*** Begin section ***

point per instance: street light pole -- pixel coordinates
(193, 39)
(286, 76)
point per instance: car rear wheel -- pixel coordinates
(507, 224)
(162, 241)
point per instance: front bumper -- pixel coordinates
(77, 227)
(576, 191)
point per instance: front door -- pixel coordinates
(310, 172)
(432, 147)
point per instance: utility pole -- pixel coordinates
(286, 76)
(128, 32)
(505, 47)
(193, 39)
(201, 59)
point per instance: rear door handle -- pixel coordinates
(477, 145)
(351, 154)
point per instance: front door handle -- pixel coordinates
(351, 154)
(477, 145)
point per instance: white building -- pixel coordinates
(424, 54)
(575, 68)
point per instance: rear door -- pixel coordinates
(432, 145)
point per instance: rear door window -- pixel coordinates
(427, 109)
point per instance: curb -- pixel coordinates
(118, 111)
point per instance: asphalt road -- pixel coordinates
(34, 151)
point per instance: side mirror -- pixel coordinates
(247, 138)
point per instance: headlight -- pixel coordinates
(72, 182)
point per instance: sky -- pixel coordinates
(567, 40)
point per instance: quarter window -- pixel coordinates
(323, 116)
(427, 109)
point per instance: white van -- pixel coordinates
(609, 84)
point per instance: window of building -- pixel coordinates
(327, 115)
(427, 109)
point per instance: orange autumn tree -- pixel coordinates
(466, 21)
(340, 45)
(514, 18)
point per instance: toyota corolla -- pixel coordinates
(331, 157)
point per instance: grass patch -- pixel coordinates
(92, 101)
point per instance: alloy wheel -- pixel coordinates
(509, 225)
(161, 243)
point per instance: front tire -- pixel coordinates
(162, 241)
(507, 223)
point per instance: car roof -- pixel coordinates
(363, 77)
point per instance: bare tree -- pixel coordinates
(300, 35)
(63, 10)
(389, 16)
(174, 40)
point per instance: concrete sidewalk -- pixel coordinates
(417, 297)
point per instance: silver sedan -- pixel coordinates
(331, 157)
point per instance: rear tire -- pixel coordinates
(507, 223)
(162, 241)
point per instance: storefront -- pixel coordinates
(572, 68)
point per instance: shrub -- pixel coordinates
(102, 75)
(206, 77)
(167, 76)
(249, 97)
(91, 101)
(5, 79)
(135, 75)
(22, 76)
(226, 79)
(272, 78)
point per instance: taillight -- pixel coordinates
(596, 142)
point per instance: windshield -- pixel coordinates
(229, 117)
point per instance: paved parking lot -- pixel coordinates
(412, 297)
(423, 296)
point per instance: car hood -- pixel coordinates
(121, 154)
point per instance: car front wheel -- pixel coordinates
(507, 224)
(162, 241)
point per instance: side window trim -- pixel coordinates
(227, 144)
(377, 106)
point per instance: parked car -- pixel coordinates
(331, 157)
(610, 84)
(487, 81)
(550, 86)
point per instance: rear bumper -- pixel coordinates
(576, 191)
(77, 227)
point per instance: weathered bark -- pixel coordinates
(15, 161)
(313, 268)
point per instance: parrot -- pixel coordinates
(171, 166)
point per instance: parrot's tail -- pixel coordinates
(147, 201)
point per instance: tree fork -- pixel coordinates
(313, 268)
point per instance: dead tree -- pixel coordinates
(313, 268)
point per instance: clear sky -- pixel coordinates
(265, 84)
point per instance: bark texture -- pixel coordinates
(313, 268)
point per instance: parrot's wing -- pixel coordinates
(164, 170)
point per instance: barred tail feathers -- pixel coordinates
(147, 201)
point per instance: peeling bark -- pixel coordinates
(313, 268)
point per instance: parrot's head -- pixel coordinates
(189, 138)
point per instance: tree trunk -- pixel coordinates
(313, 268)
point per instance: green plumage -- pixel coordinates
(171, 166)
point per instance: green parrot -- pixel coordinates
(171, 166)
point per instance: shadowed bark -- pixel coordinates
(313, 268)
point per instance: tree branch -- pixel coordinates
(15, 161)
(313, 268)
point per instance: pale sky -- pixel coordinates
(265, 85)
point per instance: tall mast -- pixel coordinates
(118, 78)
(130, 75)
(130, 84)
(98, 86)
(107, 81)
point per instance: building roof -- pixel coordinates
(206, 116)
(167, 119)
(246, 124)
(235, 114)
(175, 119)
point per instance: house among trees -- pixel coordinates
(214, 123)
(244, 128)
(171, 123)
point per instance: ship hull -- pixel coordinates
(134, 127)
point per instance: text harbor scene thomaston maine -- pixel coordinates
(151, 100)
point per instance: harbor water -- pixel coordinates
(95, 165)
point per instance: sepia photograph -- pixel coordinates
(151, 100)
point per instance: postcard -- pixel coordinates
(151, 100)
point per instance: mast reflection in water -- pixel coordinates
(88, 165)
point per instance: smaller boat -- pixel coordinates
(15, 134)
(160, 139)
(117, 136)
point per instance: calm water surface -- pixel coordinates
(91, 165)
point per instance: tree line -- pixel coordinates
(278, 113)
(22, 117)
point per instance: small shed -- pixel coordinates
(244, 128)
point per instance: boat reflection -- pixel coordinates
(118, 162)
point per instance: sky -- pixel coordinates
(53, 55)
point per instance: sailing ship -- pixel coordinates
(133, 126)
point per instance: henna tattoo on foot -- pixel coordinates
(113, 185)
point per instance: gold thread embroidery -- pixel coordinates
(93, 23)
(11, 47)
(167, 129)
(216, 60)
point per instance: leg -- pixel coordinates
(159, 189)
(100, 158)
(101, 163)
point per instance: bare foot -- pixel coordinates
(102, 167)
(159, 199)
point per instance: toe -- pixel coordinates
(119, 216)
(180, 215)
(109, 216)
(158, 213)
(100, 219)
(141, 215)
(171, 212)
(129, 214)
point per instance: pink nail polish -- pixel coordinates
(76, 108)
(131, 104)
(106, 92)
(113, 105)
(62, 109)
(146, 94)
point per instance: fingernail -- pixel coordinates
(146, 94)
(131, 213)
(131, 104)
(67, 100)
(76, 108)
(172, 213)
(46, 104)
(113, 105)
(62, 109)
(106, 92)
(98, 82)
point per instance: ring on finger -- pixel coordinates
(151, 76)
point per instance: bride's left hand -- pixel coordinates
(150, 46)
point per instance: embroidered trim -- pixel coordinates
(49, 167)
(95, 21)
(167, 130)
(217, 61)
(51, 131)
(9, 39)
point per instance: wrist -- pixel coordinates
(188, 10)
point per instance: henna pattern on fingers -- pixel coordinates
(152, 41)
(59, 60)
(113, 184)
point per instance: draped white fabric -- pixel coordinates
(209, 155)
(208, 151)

*** End section ***

> [The task]: Copy the entries above exactly, leaving none out.

> [Result of this task]:
point per instance: street light pole -- pixel coordinates
(193, 39)
(286, 76)
point per instance: car rear wheel -- pixel coordinates
(507, 224)
(162, 241)
point per instance: front bumper -- pixel coordinates
(77, 227)
(576, 191)
point per instance: front door -- pixel coordinates
(310, 172)
(432, 147)
point per instance: utility pole -- pixel coordinates
(286, 76)
(128, 32)
(505, 47)
(193, 39)
(201, 59)
point per instance: rear door handle -- pixel coordinates
(477, 145)
(351, 154)
point per instance: front door handle -- pixel coordinates
(351, 154)
(477, 145)
point per instance: white building -- pixel coordinates
(424, 54)
(575, 68)
point per instance: rear door -- pixel coordinates
(432, 145)
point per instance: rear door window -- pixel coordinates
(427, 109)
point per instance: curb -- pixel coordinates
(118, 111)
point per instance: asphalt road -- pixel coordinates
(34, 151)
point per instance: side mirror -- pixel coordinates
(247, 138)
point per instance: headlight -- pixel coordinates
(72, 182)
point per instance: sky -- pixel coordinates
(567, 40)
point per instance: quarter window -- pixel coordinates
(323, 116)
(427, 109)
point per instance: white van -- pixel coordinates
(609, 84)
point per instance: window of building -- pixel coordinates
(327, 115)
(427, 109)
point per instance: orange autumn tree -- pixel coordinates
(466, 21)
(340, 45)
(514, 18)
point per instance: toyota corolla -- pixel coordinates
(331, 157)
point per instance: grass patch -- pixel coordinates
(92, 101)
point per instance: alloy wheel -- pixel coordinates
(509, 225)
(161, 243)
point per instance: front tire -- pixel coordinates
(162, 241)
(507, 223)
point per instance: car roof -- pixel coordinates
(363, 77)
point per instance: bare tree -- pixel coordinates
(300, 35)
(63, 10)
(389, 16)
(174, 40)
point per instance: concrete sidewalk -- pixel coordinates
(417, 297)
point per instance: silver sedan -- pixel coordinates
(331, 157)
point per instance: rear tire -- pixel coordinates
(507, 223)
(162, 241)
point per instance: storefront -- pixel coordinates
(572, 68)
point per instance: shrub -- pixel coordinates
(102, 75)
(206, 77)
(167, 76)
(249, 97)
(91, 101)
(5, 79)
(135, 75)
(22, 76)
(226, 79)
(272, 78)
point per instance: taillight -- pixel coordinates
(596, 142)
point per instance: windshield -- pixel coordinates
(229, 117)
point per instance: paved parking lot -- pixel coordinates
(412, 297)
(423, 296)
point per instance: car hood -- pixel coordinates
(121, 154)
point per instance: car front wheel -- pixel coordinates
(507, 224)
(162, 241)
point per instance: side window trim -- pixel coordinates
(227, 144)
(377, 106)
point per instance: parked car -- pixel coordinates
(331, 157)
(610, 84)
(487, 81)
(550, 86)
point per instance: rear bumper -- pixel coordinates
(576, 191)
(77, 227)
point per instance: weathered bark -- pixel coordinates
(15, 161)
(313, 268)
point per instance: parrot -- pixel coordinates
(171, 166)
point per instance: parrot's tail -- pixel coordinates
(147, 201)
point per instance: tree fork -- pixel coordinates
(313, 268)
point per instance: dead tree -- pixel coordinates
(313, 268)
point per instance: clear sky -- pixel coordinates
(265, 84)
point per instance: bark texture -- pixel coordinates
(313, 268)
point per instance: parrot's wing -- pixel coordinates
(164, 170)
point per instance: barred tail feathers -- pixel coordinates
(147, 201)
point per instance: peeling bark -- pixel coordinates
(313, 268)
point per instance: parrot's head -- pixel coordinates
(189, 138)
point per instance: tree trunk -- pixel coordinates
(313, 268)
point per instance: green plumage -- pixel coordinates
(171, 166)
point per instance: green parrot -- pixel coordinates
(171, 166)
point per instance: shadowed bark -- pixel coordinates
(313, 268)
point per instance: tree branch -- pixel coordinates
(15, 161)
(313, 268)
point per instance: pale sky -- pixel coordinates
(265, 85)
point per instance: tall mast -- pixel coordinates
(118, 78)
(130, 75)
(130, 84)
(98, 86)
(107, 81)
point per instance: building roof -- pixel coordinates
(206, 116)
(167, 119)
(246, 124)
(235, 114)
(175, 119)
point per instance: house among trees -- pixel coordinates
(214, 123)
(244, 128)
(171, 123)
point per instance: ship hull -- pixel coordinates
(134, 127)
point per instance: text harbor scene thomaston maine -- pixel coordinates
(151, 100)
point per instance: harbor water -- pixel coordinates
(95, 165)
point per instance: sepia photograph -- pixel coordinates
(151, 100)
point per instance: postcard -- pixel coordinates
(151, 100)
point per instance: mast reflection in water -- pixel coordinates
(88, 165)
point per instance: smaller boat -- pixel coordinates
(15, 134)
(160, 139)
(117, 136)
point per instance: calm water surface -- pixel coordinates
(91, 165)
point per instance: tree line -- pixel coordinates
(278, 113)
(22, 117)
point per instance: small shed -- pixel coordinates
(244, 128)
point per instance: boat reflection -- pixel coordinates
(118, 162)
point per instance: sky -- pixel coordinates
(53, 55)
point per instance: sailing ship -- pixel coordinates
(133, 126)
point per instance: henna tattoo on foot -- pixel coordinates
(113, 185)
point per instance: gold thread embroidery -- pixel coordinates
(93, 23)
(11, 47)
(167, 129)
(216, 60)
point per instance: leg -- pixel coordinates
(159, 189)
(100, 158)
(101, 163)
point per instance: bare foot -- pixel coordinates
(102, 167)
(159, 199)
point per instance: toe -- pixel coordinates
(119, 216)
(180, 215)
(109, 216)
(158, 213)
(100, 219)
(141, 215)
(171, 212)
(129, 214)
point per instance: pink nail polish -- pixel coordinates
(76, 108)
(131, 104)
(106, 92)
(113, 105)
(62, 109)
(146, 94)
point per instance: fingernail -- pixel coordinates
(146, 94)
(131, 213)
(131, 104)
(67, 100)
(76, 108)
(172, 213)
(46, 104)
(113, 105)
(62, 109)
(106, 92)
(98, 82)
point per instance: ring on finger -- pixel coordinates
(151, 76)
point per instance: bride's left hand -- pixel coordinates
(150, 46)
point per instance: embroidered trim -- pixel coordinates
(49, 167)
(95, 21)
(167, 130)
(217, 61)
(51, 131)
(9, 39)
point per instance: wrist -- pixel coordinates
(188, 10)
point per instance: henna pattern on fingers -- pixel coordinates
(152, 41)
(59, 60)
(113, 184)
point per instance: draped white fabric -- pixel coordinates
(209, 155)
(208, 151)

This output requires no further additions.